--- Start ---

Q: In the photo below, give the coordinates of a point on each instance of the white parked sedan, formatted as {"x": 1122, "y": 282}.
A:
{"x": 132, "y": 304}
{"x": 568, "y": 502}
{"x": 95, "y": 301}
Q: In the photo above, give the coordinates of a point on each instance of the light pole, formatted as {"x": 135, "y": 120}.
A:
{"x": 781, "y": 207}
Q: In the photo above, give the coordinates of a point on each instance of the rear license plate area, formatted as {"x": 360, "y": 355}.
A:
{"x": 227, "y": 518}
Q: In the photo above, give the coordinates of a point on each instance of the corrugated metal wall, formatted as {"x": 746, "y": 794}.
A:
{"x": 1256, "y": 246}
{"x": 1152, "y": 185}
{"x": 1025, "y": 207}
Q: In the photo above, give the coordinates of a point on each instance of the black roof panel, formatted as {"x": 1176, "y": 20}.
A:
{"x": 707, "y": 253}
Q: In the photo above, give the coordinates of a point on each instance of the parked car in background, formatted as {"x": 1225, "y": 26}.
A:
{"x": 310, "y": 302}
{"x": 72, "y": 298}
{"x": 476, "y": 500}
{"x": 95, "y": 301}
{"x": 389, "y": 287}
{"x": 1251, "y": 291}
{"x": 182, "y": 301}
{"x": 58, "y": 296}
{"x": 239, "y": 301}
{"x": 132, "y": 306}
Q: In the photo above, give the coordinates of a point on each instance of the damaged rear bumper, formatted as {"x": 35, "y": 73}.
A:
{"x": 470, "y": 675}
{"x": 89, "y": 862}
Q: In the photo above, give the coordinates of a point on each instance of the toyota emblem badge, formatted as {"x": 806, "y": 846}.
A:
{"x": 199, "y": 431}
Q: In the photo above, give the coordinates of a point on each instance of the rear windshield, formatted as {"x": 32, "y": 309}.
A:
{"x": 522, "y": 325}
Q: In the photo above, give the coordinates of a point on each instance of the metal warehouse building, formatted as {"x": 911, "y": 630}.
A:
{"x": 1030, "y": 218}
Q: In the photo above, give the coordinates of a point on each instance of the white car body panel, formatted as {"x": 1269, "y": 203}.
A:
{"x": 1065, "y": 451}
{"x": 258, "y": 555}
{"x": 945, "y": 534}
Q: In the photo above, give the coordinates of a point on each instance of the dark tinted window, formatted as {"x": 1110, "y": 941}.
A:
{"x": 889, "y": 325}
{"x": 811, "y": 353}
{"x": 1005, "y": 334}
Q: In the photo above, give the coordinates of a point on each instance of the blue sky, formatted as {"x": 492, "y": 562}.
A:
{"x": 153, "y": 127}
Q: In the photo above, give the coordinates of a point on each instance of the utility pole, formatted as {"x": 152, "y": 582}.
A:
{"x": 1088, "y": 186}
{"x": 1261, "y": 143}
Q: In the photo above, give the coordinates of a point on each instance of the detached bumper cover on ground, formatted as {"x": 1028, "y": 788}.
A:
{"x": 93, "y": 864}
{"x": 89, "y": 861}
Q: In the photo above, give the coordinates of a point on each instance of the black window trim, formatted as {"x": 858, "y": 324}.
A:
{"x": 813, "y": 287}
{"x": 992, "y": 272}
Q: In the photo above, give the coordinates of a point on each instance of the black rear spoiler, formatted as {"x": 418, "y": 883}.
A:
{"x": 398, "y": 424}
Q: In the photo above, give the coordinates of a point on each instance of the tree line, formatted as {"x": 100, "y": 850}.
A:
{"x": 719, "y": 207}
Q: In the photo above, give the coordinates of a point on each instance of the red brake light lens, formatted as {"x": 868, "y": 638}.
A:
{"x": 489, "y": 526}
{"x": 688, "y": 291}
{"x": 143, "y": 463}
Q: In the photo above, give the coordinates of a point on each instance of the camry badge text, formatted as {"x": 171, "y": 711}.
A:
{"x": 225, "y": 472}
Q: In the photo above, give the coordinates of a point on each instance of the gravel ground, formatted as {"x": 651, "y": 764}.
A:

--- End ---

- _Aim_: Reproduce all of the entries above character for character, from the first line through the last, keeping their order and punctuation unchanged.

- _Result of this task_:
Q: In the photo below, give the coordinates of a point on each instance of the white parked sedan, formatted as {"x": 1122, "y": 282}.
A:
{"x": 132, "y": 304}
{"x": 568, "y": 502}
{"x": 95, "y": 301}
Q: In the photo above, give the coordinates of a point on each instance of the light pole, formatted as {"x": 135, "y": 120}.
A:
{"x": 781, "y": 207}
Q: In the photo above, give the coordinates of a point on each instance of the rear license plate area, formatted as {"x": 360, "y": 355}.
A:
{"x": 227, "y": 518}
Q: In the photo above, give the coordinates of a point on each instance of the corrugated metal wall, formatted as {"x": 746, "y": 794}.
A:
{"x": 1256, "y": 246}
{"x": 1152, "y": 185}
{"x": 1025, "y": 207}
Q: In the photo above, give the coordinates of a point on each instance of the black roof panel, formatted as {"x": 1176, "y": 20}.
A:
{"x": 707, "y": 253}
Q: In the photo above, give the coordinates of a point on each instance of the parked car in background, formatted as {"x": 1225, "y": 26}.
A:
{"x": 310, "y": 302}
{"x": 72, "y": 298}
{"x": 476, "y": 500}
{"x": 95, "y": 301}
{"x": 389, "y": 287}
{"x": 1251, "y": 291}
{"x": 182, "y": 301}
{"x": 58, "y": 296}
{"x": 239, "y": 301}
{"x": 132, "y": 306}
Q: In the photo above, give the coordinates of a point on each instance of the damaged rear bumper, formatted as {"x": 35, "y": 73}.
A:
{"x": 470, "y": 675}
{"x": 89, "y": 862}
Q: In the photo above, give the coordinates of a point on each instance of the toyota emblem badge, formatted as {"x": 806, "y": 846}.
A:
{"x": 199, "y": 431}
Q: In the photo above, give the coordinates of a point on each instance of the rear windshield, formatted as {"x": 32, "y": 309}.
A:
{"x": 522, "y": 325}
Q: In the photo above, give the coordinates of a point on each instance of the metal warehouse building, formatted as {"x": 911, "y": 630}.
A:
{"x": 1030, "y": 218}
Q: In the photo above, give the coordinates of a point on each instance of the white car body panel, formatted as {"x": 1269, "y": 203}.
A:
{"x": 1065, "y": 451}
{"x": 258, "y": 555}
{"x": 945, "y": 534}
Q: In the photo above, give the coordinates of a point on each instance of the dark tinted window, formatted as {"x": 1110, "y": 941}.
A:
{"x": 889, "y": 325}
{"x": 811, "y": 353}
{"x": 1005, "y": 334}
Q: In the photo above, give the coordinates of a point on each instance of the blue sky, formatted as {"x": 492, "y": 562}.
A:
{"x": 153, "y": 127}
Q: In the photo above, give the coordinates of a point on each instance of the utility pole, formatted as {"x": 152, "y": 582}.
A:
{"x": 1088, "y": 186}
{"x": 1261, "y": 143}
Q: In the photo above, give the coordinates of a point on each instance of the detached bumper cover on ground, formatted as {"x": 1028, "y": 788}.
A:
{"x": 93, "y": 864}
{"x": 89, "y": 861}
Q: In the photo above, give the coordinates of a point on each instance of the black window trim, formatted as {"x": 858, "y": 324}.
A:
{"x": 813, "y": 287}
{"x": 992, "y": 272}
Q: In the photo above, give the coordinates of a point on each instance of the black rear spoiler, formatted as {"x": 418, "y": 883}.
A:
{"x": 398, "y": 424}
Q: In the photo above, give the coordinates of a point on each instance of the tree line, formatted as {"x": 100, "y": 850}.
A:
{"x": 719, "y": 207}
Q: In the photo above, give the coordinates of a point on each instance of the red brake light lens, formatted as {"x": 868, "y": 638}.
A:
{"x": 489, "y": 526}
{"x": 688, "y": 291}
{"x": 143, "y": 463}
Q: In the photo above, give the coordinates of a point on each instance of the camry badge text, formatted as {"x": 171, "y": 711}.
A:
{"x": 225, "y": 472}
Q: In the photo above, give the coordinates of a point on each instance of the gravel ground, formatted as {"x": 651, "y": 764}.
A:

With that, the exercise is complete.